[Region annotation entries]
● ● ●

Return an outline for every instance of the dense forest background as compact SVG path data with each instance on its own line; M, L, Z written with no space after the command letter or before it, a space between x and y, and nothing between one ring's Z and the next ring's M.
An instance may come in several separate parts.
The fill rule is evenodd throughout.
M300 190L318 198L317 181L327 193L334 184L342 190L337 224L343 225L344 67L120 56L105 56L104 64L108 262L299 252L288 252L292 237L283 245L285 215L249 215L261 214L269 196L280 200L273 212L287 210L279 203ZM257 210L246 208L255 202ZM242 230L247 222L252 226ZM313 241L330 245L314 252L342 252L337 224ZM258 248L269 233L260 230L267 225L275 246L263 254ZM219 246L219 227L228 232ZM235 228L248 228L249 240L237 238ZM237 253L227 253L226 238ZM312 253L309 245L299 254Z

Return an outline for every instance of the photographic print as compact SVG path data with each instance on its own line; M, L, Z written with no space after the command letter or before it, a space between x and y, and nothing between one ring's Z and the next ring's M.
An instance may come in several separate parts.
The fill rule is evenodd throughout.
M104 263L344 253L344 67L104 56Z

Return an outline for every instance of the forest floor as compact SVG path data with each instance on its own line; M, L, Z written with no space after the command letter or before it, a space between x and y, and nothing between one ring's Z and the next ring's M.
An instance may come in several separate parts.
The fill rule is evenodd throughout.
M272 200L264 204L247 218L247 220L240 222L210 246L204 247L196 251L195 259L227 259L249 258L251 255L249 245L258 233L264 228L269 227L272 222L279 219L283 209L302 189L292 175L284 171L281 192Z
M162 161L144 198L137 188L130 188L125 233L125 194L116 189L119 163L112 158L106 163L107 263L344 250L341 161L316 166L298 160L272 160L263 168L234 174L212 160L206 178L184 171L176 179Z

● ● ●

Exercise prompt: Reproduce the data, keeping every line exactly the same.

Output:
Return an outline for every instance of the dense forest background as compact SVG path data with each instance on its own line; M, L, Z written with no space after the command letter or before it, a space between x and y, and nothing between one ring's Z and the next ring's M.
An instance may come in several separate parts.
The fill rule is evenodd throughout.
M300 190L318 198L317 181L327 193L334 184L342 190L337 224L343 225L344 67L120 56L105 56L104 64L108 262L299 252L288 252L292 237L283 245L285 215L249 215L261 214L269 196L280 200L273 212L287 210L279 203ZM257 210L246 208L255 202ZM242 230L247 222L252 226ZM313 241L330 245L314 252L342 252L337 224ZM258 248L269 233L260 230L267 225L275 246L263 254ZM219 246L219 227L228 232ZM235 228L248 228L249 240L237 238ZM237 253L227 253L226 238ZM312 253L309 245L299 254Z

Return an outline for every instance of the photographic print as compact SVG path data with each instance on its own line; M, L, Z written with no space after the command letter or before it, a space between x and y, and nothing between one ring's Z and the next ring's M.
An instance may come in several separate parts.
The fill rule is evenodd throughout.
M104 263L344 253L344 67L104 56Z

Return an outline for every instance of the forest floor as compact SVG path data with each instance on its own line; M, L, Z written with no space after the command letter or before it, a space between x and y, and nothing between one ring's Z and the next ring's M.
An instance may come in several separate parts.
The fill rule is evenodd throughout.
M272 200L264 204L247 218L247 220L240 222L210 246L204 247L196 251L195 259L227 259L249 258L251 255L249 245L258 233L264 228L269 227L272 222L279 219L283 209L302 189L292 175L284 171L281 192Z
M162 161L144 198L137 188L130 188L125 233L125 194L116 189L119 163L112 158L106 163L107 263L344 250L341 161L316 166L298 160L272 160L263 168L234 174L212 160L206 178L184 171L176 179Z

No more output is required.